--- Passage provided ---

2021 Chevrolet Silverado 1500

By January 13, 2021

The 2021 Chevy Silverado is a full-size pickup truck that seats six, and comes in eight trim levels, seven powertrains, three cab sizes, three bed sizes, and more standard and optional features than we can list. It’s a blocky truck with a workmanlike interior. For 2021 its towing capability improves with its smaller engines, and GM’s innovative 6-way tailgate is added as an option.

The Silverado’s smallest engines are a 2.7-liter turbo-4 and 3.0-liter turbodiesel-6. The base engine is a 4.3-liter V-6, while the most popular engine is a 5.3-liter V-8 that can be had with a 6-speed, 8-speed, or 10-speed automatic transmission. At the top of the line, there’s a 6.2-liter V-8 capable of towing 11,900 pounds.

The turbodiesel gets the best mileage, with an EPA-rated 23 mpg city, 33 highway, 27 combined. The 2.7-liter turbo-4 gets 20/23/21 mpg with rear-wheel drive, and 19/22/20 mpg with four-wheel drive. The 5.3-liter V-8 in four-wheel drive with the 10-speed gets 16/22/19 mpg, which is 1 mpg better than with the 8-speed. The 6.2-liter V-8 gets 16/20/17 mpg with its standard 4WD and 10-speed automatic.

--- Data records ---

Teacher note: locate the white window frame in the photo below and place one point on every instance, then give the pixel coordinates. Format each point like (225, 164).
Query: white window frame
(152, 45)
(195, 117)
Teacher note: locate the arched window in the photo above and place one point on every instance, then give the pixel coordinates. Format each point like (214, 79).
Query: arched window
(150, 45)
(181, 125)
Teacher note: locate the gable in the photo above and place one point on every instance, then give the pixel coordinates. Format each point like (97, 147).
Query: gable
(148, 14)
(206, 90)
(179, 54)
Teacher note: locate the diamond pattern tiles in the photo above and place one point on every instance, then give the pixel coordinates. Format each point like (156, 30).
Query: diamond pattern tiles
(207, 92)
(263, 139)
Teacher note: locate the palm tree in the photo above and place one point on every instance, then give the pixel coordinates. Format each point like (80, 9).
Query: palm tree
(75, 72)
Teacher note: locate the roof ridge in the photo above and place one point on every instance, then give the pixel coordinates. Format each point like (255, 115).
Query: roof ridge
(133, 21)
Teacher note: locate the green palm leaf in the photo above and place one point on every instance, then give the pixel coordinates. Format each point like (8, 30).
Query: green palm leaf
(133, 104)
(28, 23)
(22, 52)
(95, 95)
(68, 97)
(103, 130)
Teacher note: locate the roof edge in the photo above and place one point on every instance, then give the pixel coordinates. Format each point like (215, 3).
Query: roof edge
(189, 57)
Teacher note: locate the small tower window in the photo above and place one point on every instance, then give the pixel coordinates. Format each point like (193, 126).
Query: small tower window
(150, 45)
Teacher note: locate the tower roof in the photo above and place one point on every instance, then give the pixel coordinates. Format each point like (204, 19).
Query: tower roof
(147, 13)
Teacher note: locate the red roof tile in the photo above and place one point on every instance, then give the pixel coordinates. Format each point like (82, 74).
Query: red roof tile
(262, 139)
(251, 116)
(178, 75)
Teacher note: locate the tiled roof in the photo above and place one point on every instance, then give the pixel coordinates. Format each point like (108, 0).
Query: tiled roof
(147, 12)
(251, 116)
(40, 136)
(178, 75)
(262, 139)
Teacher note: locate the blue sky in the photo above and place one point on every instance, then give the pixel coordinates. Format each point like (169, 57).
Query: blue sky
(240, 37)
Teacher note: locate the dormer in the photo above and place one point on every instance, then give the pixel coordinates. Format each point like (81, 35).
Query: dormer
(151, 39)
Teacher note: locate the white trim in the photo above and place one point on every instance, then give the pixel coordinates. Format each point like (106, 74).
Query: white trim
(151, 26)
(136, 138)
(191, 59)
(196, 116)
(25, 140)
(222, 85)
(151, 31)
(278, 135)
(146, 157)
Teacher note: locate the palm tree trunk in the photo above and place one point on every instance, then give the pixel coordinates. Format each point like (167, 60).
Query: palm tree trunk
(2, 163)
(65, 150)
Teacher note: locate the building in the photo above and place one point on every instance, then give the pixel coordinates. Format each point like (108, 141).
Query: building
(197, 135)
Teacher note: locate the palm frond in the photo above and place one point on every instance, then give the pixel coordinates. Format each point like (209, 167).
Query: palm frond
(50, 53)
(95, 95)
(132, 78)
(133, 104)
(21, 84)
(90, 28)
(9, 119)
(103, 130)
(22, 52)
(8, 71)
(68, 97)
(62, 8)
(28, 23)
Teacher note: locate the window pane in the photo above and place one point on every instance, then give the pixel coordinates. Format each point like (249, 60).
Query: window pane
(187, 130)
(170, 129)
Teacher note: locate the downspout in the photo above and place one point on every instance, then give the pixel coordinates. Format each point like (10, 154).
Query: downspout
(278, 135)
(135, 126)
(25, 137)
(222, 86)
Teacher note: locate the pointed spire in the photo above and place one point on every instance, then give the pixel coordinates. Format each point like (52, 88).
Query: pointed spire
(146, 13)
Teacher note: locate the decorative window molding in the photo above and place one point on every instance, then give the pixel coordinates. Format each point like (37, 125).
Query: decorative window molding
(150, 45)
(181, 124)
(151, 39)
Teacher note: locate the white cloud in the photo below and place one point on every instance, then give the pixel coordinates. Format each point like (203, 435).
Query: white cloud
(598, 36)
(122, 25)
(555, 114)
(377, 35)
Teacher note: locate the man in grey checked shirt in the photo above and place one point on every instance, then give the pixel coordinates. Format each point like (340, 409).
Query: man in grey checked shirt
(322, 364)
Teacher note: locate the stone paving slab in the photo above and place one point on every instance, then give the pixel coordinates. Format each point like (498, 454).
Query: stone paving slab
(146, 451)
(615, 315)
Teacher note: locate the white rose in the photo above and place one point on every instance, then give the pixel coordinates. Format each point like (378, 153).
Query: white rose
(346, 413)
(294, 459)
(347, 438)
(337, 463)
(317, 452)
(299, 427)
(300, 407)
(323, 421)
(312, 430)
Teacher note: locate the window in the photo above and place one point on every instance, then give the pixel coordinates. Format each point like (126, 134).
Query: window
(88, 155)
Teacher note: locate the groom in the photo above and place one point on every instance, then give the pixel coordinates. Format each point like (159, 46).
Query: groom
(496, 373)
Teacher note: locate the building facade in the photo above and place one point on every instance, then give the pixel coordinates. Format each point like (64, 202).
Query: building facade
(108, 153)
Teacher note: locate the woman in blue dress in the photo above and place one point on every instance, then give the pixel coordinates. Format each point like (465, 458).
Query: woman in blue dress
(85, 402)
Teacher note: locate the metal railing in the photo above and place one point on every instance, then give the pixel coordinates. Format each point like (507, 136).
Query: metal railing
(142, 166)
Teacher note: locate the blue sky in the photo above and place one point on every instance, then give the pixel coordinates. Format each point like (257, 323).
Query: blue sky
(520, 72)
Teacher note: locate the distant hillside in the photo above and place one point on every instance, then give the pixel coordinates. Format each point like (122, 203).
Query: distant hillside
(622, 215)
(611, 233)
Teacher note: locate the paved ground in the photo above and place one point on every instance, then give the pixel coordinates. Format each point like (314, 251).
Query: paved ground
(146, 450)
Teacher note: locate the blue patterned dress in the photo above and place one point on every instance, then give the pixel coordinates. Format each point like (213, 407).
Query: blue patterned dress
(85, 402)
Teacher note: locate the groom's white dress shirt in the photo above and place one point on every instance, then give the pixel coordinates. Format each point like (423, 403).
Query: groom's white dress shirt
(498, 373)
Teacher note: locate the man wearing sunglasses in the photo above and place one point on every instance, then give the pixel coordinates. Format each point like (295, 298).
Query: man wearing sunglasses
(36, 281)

---

#### [Task list]
[A] Please reproduce the stretch of the Silverado review from "The turbodiesel gets" through "and 10-speed automatic.".
[B] Which engine gets the best mileage according to the Silverado review?
The records have no role in this work.

#### [Results of the exercise]
[A]
The turbodiesel gets the best mileage, with an EPA-rated 23 mpg city, 33 highway, 27 combined. The 2.7-liter turbo-4 gets 20/23/21 mpg with rear-wheel drive, and 19/22/20 mpg with four-wheel drive. The 5.3-liter V-8 in four-wheel drive with the 10-speed gets 16/22/19 mpg, which is 1 mpg better than with the 8-speed. The 6.2-liter V-8 gets 16/20/17 mpg with its standard 4WD and 10-speed automatic.

[B] The turbodiesel.